Zadanie: Przedstaw jako listę JSON napisów, po jednym na wiersz, fragment rekordów, który zaczyna się od wiersza zawierającego "If any logo" i kończy na wierszu zawierającym "[0,101,15,115]", łącznie z oboma. Pomiń puste wiersze.

==== Wiersze danych ====

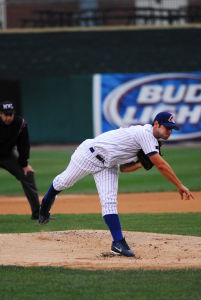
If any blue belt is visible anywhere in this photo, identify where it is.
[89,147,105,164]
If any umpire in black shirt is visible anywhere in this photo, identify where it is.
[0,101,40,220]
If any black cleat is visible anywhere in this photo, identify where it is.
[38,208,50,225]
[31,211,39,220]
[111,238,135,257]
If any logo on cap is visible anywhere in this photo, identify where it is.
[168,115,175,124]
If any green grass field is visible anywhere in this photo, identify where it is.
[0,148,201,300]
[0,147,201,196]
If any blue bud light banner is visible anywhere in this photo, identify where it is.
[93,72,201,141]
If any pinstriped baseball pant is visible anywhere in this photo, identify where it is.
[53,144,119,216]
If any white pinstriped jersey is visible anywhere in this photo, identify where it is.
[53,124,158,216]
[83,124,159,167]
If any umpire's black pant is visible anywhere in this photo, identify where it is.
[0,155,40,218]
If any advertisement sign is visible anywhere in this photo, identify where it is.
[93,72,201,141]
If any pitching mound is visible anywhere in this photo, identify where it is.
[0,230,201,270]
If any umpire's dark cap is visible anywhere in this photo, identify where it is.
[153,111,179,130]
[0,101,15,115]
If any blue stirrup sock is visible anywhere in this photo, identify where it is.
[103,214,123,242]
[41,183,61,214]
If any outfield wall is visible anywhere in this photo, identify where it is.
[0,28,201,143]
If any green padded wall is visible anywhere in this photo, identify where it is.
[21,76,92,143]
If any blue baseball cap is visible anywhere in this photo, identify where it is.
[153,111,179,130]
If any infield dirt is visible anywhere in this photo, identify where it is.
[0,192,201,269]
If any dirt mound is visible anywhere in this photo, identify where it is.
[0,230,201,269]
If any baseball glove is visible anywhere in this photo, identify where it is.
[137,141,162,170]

====
==== Wiersze danych ====

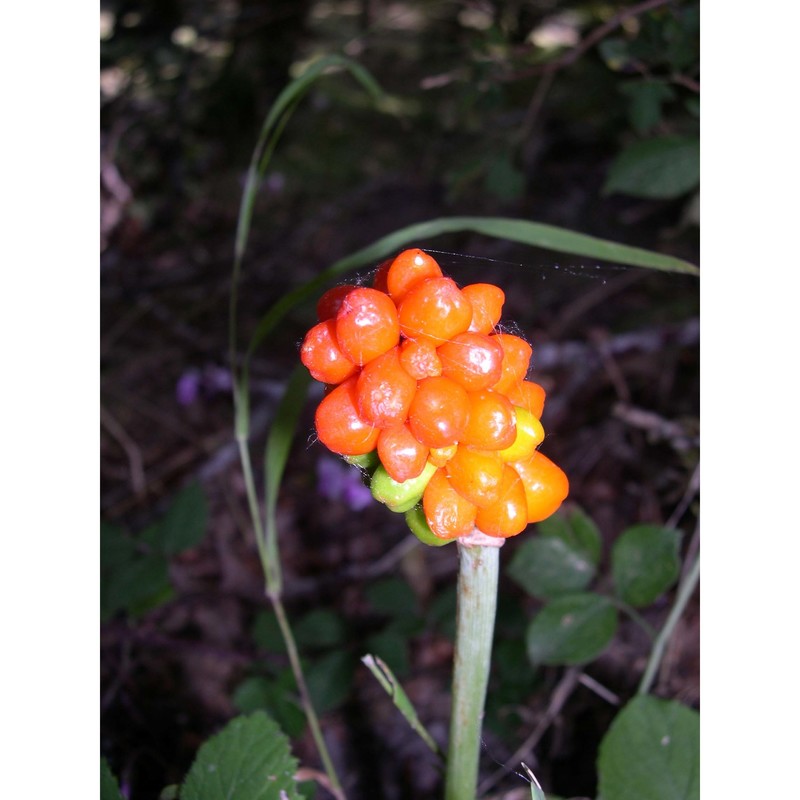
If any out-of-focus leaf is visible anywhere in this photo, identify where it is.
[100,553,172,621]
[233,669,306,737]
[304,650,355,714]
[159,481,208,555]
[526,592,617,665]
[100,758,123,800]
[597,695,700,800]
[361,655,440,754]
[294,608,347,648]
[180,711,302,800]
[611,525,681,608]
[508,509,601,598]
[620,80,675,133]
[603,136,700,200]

====

Wynik zadania:
[
  "If any logo on cap is visible anywhere in this photo, identify where it is.",
  "[168,115,175,124]",
  "If any green grass field is visible anywhere in this photo, identify where it is.",
  "[0,148,201,300]",
  "[0,147,201,196]",
  "If any blue bud light banner is visible anywhere in this photo, identify where it is.",
  "[93,72,201,141]",
  "If any pinstriped baseball pant is visible anywhere in this photo, identify where it is.",
  "[53,144,119,216]",
  "If any white pinstriped jersey is visible anywhere in this photo, identify where it is.",
  "[53,124,158,216]",
  "[83,124,159,167]",
  "If any umpire's black pant is visible anywhere in this photo, identify where it is.",
  "[0,155,40,218]",
  "If any advertisement sign is visible anywhere in this photo, identify where it is.",
  "[93,72,201,141]",
  "If any pitching mound is visible anywhere in this photo, identify where it is.",
  "[0,230,201,270]",
  "If any umpire's dark cap is visible anywhere in this photo, identify where it is.",
  "[153,111,179,130]",
  "[0,101,15,115]"
]